» **Short exercise**
Lay out every line of the rows below as a Markdown table with two columns, No. and Line, numbering each line and leaving out any blank lines.

———

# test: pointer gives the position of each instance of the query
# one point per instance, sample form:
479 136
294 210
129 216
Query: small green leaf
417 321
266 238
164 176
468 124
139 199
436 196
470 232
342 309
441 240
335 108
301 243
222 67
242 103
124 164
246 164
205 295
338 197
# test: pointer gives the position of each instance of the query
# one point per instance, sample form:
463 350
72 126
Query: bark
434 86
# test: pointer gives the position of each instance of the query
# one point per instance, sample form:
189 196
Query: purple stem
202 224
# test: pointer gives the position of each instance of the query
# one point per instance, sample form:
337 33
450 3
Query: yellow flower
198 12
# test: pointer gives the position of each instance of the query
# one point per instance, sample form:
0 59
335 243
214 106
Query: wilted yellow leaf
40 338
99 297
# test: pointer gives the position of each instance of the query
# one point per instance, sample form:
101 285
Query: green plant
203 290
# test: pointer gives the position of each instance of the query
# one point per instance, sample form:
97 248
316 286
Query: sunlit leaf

———

» **Solution**
| No. | Line |
|---|---|
| 1 | # test: pointer gives the position of each instance of the query |
| 2 | # one point per instance, sample form: |
| 3 | 479 136 |
| 4 | 294 210 |
| 5 | 129 216 |
| 6 | Query: small green leaf |
| 7 | 417 321 |
| 8 | 266 238 |
| 9 | 164 176 |
| 10 | 468 124 |
| 11 | 139 199 |
| 12 | 436 196 |
| 13 | 470 232 |
| 14 | 342 309 |
| 15 | 441 240 |
| 16 | 335 108 |
| 17 | 301 243 |
| 18 | 222 67 |
| 19 | 242 103 |
| 20 | 124 164 |
| 21 | 246 164 |
| 22 | 205 295 |
| 23 | 338 197 |
| 24 | # test: pointer gives the position of each instance of the query |
| 25 | # one point per instance, sample form: |
| 26 | 463 350 |
| 27 | 72 126 |
| 28 | Query: bark |
| 29 | 434 86 |
| 30 | # test: pointer gives the position of each instance of the query |
| 31 | # one point per instance, sample form: |
| 32 | 189 196 |
| 33 | Query: purple stem |
| 34 | 202 224 |
| 35 | # test: pointer gives the position of each instance of the query |
| 36 | # one point per instance, sample form: |
| 37 | 337 33 |
| 38 | 450 3 |
| 39 | Query: yellow flower |
| 40 | 198 12 |
| 41 | # test: pointer gives the position of each instance of the query |
| 42 | # one point per instance, sample form: |
| 43 | 0 59 |
| 44 | 335 243 |
| 45 | 214 106 |
| 46 | Query: wilted yellow leaf |
| 47 | 40 338 |
| 48 | 99 297 |
| 49 | # test: pointer gives the position of each instance of the query |
| 50 | # one point per instance, sample form: |
| 51 | 101 285 |
| 52 | Query: green plant |
| 53 | 203 290 |
| 54 | # test: pointer gives the position of each instance of the query |
| 55 | # one point per instance, sample form: |
| 56 | 97 248 |
| 57 | 316 286 |
| 58 | Query: sunlit leaf |